**Requirement**
What is the number of lines in the entries that contain the word "outfield"? Answer with that figure alone.

**Region pointing data**
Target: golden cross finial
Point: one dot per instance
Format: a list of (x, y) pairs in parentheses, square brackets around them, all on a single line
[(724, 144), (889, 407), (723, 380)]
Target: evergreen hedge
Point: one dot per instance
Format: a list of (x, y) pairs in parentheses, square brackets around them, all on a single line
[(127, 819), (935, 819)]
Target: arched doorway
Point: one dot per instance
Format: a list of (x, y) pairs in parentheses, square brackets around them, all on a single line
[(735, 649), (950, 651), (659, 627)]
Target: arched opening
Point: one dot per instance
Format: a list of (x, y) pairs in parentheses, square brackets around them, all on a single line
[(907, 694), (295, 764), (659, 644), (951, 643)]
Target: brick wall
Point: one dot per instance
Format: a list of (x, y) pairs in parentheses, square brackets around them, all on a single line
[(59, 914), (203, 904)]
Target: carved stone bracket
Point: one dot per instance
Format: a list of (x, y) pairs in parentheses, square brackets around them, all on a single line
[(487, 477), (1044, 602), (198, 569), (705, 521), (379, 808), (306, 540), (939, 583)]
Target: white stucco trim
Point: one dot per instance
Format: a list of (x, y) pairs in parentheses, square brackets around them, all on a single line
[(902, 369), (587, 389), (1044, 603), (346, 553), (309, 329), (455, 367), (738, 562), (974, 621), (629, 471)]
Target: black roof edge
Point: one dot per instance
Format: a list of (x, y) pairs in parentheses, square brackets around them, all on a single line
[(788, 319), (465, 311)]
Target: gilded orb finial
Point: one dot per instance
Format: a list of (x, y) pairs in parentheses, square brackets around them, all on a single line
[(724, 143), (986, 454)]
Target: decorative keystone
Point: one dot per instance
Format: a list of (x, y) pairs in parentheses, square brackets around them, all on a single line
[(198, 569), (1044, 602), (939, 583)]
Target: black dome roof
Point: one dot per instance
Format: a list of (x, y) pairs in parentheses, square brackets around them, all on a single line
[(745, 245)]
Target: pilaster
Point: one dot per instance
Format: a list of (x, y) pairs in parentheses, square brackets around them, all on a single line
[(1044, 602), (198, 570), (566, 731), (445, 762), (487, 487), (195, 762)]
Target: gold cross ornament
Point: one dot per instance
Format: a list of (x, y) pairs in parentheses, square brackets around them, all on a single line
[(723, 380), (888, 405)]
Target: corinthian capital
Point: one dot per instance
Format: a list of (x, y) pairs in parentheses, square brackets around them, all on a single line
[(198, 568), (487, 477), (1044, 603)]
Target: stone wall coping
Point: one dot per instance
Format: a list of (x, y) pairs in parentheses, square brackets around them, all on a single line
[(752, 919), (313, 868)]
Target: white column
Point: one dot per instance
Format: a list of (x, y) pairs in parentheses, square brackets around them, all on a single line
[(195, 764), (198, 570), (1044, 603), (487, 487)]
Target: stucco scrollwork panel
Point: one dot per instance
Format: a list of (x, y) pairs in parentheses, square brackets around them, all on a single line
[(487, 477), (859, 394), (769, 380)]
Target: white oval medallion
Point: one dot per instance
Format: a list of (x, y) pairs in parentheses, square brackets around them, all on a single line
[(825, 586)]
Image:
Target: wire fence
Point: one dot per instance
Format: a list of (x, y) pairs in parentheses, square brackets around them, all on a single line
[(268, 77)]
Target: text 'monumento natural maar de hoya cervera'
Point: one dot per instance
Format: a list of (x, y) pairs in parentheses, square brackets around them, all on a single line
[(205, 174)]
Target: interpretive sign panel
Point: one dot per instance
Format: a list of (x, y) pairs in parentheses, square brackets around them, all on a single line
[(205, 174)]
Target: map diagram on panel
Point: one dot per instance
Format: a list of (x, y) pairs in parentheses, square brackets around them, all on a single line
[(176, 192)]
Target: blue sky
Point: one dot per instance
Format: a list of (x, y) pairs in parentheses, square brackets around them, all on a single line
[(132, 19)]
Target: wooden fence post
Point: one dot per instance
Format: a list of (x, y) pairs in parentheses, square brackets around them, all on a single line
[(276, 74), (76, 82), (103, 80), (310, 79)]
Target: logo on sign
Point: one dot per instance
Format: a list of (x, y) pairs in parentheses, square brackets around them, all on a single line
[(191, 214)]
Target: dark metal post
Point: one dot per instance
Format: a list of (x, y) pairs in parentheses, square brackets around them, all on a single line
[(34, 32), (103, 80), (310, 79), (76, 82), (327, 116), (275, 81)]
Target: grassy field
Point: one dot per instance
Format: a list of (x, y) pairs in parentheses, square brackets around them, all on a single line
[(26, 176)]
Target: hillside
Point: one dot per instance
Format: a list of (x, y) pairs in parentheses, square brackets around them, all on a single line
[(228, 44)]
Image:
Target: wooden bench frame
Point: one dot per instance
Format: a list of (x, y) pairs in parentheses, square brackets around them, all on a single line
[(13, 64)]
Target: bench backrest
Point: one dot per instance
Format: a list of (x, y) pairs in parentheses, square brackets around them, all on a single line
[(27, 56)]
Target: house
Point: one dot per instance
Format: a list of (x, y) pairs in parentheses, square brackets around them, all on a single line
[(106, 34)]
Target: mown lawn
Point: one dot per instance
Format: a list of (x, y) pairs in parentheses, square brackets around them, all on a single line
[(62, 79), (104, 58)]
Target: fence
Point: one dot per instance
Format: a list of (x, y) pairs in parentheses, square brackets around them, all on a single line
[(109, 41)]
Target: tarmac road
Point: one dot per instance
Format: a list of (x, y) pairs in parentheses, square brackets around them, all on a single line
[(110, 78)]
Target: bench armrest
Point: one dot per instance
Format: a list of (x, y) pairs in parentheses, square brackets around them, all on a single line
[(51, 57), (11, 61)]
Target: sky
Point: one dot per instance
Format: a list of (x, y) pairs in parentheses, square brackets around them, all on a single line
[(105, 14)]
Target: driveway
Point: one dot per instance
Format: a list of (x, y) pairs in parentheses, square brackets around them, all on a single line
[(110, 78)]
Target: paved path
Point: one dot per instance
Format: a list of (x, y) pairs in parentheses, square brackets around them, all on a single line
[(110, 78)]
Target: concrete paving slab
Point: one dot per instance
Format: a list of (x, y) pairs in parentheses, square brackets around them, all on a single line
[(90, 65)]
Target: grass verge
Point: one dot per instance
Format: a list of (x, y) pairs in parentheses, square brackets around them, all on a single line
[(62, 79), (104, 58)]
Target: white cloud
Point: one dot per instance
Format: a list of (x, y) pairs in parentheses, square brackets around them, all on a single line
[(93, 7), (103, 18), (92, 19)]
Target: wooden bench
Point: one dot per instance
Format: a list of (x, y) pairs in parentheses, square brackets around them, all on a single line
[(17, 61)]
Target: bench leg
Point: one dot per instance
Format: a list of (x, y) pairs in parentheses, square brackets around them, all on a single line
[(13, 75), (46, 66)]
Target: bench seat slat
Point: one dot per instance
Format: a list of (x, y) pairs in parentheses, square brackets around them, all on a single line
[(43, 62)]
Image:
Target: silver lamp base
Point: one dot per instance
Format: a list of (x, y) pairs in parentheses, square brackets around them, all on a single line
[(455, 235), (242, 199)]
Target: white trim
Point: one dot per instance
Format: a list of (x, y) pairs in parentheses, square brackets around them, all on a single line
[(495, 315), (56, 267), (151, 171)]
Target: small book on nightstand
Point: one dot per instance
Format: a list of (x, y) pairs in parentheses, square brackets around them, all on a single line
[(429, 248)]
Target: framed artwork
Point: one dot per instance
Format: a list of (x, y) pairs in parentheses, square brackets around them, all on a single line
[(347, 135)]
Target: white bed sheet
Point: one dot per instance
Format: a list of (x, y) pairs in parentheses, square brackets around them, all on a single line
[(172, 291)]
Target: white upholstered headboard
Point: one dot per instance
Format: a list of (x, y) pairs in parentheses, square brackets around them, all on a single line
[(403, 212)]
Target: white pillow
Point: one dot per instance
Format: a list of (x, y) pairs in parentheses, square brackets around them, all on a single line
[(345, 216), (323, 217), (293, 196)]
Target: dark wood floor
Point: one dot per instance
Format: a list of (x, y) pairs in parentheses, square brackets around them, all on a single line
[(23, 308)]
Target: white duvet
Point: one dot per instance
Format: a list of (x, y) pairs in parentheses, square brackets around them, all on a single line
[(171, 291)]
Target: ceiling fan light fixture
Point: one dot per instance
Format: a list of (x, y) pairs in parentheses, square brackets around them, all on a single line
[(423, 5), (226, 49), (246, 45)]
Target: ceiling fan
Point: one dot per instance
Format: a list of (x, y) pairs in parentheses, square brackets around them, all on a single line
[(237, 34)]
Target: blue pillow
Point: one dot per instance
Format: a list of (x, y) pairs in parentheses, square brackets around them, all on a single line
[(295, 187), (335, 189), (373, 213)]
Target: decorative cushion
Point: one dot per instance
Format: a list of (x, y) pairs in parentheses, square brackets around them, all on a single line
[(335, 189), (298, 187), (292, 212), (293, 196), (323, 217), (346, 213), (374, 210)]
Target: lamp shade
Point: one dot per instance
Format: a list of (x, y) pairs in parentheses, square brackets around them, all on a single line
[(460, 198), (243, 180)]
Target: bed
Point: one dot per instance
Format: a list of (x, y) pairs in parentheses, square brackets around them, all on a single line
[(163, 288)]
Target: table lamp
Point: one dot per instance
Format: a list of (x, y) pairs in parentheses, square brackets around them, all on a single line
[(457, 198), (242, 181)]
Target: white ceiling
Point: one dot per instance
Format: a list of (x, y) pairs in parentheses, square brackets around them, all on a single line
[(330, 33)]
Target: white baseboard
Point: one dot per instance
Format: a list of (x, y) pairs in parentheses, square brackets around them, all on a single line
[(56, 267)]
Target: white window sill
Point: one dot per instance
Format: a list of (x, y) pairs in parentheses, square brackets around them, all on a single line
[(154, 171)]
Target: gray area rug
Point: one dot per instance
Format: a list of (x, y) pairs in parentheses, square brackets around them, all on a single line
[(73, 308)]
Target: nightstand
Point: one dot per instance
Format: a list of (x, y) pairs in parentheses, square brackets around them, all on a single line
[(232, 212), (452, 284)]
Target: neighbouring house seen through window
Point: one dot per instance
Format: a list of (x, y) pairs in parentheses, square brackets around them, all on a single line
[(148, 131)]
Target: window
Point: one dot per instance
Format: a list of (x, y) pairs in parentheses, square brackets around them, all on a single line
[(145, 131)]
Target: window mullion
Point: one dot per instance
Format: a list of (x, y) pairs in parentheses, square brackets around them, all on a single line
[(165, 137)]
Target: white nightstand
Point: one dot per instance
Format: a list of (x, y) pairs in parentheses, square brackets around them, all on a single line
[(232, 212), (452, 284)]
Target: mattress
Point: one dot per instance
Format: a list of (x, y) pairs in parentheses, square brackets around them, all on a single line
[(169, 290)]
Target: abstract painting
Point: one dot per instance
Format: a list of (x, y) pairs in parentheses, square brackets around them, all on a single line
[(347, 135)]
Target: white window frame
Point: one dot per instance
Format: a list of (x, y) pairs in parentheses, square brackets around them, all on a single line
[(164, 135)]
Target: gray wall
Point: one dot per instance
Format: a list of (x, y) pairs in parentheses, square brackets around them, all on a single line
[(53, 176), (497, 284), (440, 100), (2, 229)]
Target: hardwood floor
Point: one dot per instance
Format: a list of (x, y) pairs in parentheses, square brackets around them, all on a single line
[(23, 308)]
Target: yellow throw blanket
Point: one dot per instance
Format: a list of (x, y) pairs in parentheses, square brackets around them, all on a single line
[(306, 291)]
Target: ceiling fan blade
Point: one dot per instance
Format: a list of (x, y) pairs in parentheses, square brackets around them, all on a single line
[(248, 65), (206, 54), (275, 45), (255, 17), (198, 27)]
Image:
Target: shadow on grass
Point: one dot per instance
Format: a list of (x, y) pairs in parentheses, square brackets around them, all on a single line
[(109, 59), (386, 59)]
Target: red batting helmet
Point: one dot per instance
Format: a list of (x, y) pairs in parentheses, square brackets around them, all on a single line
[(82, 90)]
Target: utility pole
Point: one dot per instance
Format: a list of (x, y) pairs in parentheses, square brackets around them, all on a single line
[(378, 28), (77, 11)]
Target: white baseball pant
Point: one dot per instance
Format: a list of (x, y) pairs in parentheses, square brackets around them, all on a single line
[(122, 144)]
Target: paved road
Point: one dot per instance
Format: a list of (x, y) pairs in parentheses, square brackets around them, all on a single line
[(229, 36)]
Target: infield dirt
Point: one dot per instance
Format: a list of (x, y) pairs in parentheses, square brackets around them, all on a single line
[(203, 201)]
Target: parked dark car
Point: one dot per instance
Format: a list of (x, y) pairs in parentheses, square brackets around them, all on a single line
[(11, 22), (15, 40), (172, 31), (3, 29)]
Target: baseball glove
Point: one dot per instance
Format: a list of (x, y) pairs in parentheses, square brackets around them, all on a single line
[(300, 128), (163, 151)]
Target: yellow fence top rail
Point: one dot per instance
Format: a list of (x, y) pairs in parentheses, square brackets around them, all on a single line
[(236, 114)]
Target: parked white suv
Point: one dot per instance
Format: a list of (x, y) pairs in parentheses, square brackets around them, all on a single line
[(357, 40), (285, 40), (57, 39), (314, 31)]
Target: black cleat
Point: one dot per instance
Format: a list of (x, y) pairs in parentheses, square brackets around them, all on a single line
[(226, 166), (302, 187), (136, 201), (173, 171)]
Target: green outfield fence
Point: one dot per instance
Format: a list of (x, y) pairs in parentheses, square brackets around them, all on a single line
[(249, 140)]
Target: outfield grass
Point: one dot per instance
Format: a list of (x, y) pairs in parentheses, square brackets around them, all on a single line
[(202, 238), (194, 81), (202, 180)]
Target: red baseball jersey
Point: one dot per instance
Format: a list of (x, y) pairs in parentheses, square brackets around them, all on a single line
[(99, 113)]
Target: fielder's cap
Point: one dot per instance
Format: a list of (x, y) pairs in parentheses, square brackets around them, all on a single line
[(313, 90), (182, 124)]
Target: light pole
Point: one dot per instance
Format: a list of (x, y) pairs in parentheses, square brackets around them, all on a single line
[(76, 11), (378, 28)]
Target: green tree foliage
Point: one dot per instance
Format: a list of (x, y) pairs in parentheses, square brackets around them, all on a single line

**Exercise solution**
2